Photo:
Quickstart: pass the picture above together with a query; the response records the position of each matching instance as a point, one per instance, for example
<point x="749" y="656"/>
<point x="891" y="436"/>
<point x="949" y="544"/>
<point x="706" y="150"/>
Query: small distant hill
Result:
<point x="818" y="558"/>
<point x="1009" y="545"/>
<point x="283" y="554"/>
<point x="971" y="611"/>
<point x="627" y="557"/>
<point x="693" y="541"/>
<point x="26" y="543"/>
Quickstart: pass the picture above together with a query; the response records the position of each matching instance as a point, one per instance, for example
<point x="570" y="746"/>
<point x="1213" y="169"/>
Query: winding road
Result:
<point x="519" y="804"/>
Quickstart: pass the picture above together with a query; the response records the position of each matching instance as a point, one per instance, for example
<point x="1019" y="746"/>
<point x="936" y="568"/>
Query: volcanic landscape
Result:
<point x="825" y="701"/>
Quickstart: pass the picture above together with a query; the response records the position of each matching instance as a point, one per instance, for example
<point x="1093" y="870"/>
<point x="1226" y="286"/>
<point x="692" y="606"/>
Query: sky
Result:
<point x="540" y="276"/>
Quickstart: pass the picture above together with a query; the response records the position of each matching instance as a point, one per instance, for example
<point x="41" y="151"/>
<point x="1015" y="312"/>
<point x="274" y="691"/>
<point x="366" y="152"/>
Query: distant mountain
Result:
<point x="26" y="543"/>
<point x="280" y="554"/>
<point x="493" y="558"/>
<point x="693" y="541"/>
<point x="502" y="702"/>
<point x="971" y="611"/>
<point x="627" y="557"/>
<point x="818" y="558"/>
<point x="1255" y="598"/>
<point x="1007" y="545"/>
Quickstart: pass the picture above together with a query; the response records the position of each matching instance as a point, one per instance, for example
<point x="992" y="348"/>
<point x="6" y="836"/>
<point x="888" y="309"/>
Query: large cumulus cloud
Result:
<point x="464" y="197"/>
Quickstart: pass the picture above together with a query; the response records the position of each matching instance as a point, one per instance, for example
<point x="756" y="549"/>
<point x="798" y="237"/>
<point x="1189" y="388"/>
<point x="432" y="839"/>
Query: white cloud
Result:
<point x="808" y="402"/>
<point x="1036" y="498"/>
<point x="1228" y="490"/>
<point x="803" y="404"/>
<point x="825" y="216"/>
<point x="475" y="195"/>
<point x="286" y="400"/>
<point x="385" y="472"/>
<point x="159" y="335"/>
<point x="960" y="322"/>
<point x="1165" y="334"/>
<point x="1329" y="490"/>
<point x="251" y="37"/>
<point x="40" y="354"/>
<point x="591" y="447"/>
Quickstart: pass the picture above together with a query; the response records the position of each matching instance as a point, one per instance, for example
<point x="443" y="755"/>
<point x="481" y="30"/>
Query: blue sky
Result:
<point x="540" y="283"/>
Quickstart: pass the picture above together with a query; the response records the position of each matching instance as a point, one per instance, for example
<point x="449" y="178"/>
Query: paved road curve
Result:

::::::::::

* [WHAT TO DO]: Here, the records must be output exactly and in full.

* [SOLUTION TO THIS PROBLEM]:
Photo:
Quickstart: pass the picture above together with a query; the response records the position of each matching instance as a point, one per instance, for example
<point x="749" y="656"/>
<point x="891" y="436"/>
<point x="949" y="544"/>
<point x="706" y="150"/>
Query: small distant hill
Result:
<point x="818" y="558"/>
<point x="1009" y="545"/>
<point x="283" y="554"/>
<point x="971" y="611"/>
<point x="627" y="557"/>
<point x="693" y="541"/>
<point x="26" y="543"/>
Quickstart: pass the picture above together with a query; the response records the position of each matching instance as a point, one per instance, for example
<point x="570" y="746"/>
<point x="1213" y="169"/>
Query: winding road
Result:
<point x="519" y="804"/>
Quickstart: pass the picture above together with a query; the response records the position of each matching instance as a point, one per instance, for example
<point x="1019" y="746"/>
<point x="936" y="568"/>
Query: volcanic landscape
Result:
<point x="825" y="701"/>
Quickstart: pass the picture above together with a query; the response records the position of each matching instance as a point, one per instance, for example
<point x="1093" y="870"/>
<point x="1226" y="286"/>
<point x="692" y="606"/>
Query: sky
Result:
<point x="540" y="276"/>
Quickstart: pass the picture above together with a query; the response records the position of each matching instance as a point, one per instance, for example
<point x="41" y="151"/>
<point x="1015" y="312"/>
<point x="274" y="691"/>
<point x="366" y="152"/>
Query: distant mountain
Result:
<point x="26" y="543"/>
<point x="280" y="554"/>
<point x="493" y="558"/>
<point x="693" y="541"/>
<point x="502" y="702"/>
<point x="971" y="611"/>
<point x="627" y="557"/>
<point x="818" y="558"/>
<point x="1255" y="598"/>
<point x="1007" y="545"/>
Quickstart: pass the picture above together with a query; the response records the position of each matching instance as a point, one per instance, for example
<point x="992" y="348"/>
<point x="6" y="836"/>
<point x="888" y="309"/>
Query: large cumulus cloud
Result:
<point x="464" y="197"/>
Quickstart: pass the picture above together with a query; the response records the position of each matching instance as a point, one per instance, for example
<point x="756" y="549"/>
<point x="798" y="237"/>
<point x="1189" y="388"/>
<point x="432" y="839"/>
Query: white cloud
Result:
<point x="808" y="402"/>
<point x="1036" y="498"/>
<point x="1228" y="490"/>
<point x="803" y="404"/>
<point x="825" y="216"/>
<point x="475" y="195"/>
<point x="286" y="400"/>
<point x="385" y="472"/>
<point x="159" y="335"/>
<point x="960" y="322"/>
<point x="1165" y="334"/>
<point x="1329" y="490"/>
<point x="251" y="37"/>
<point x="40" y="354"/>
<point x="591" y="447"/>
Quickstart: pass the picture above together with a query; the response records the position of each matching instance as a point, one per instance, for example
<point x="443" y="755"/>
<point x="481" y="30"/>
Query: blue sky
Result:
<point x="540" y="283"/>
Quickstart: pass the picture above together with a query; the response records the position of each matching instance as a point, one per instance, for example
<point x="449" y="178"/>
Query: paved road curve
Result:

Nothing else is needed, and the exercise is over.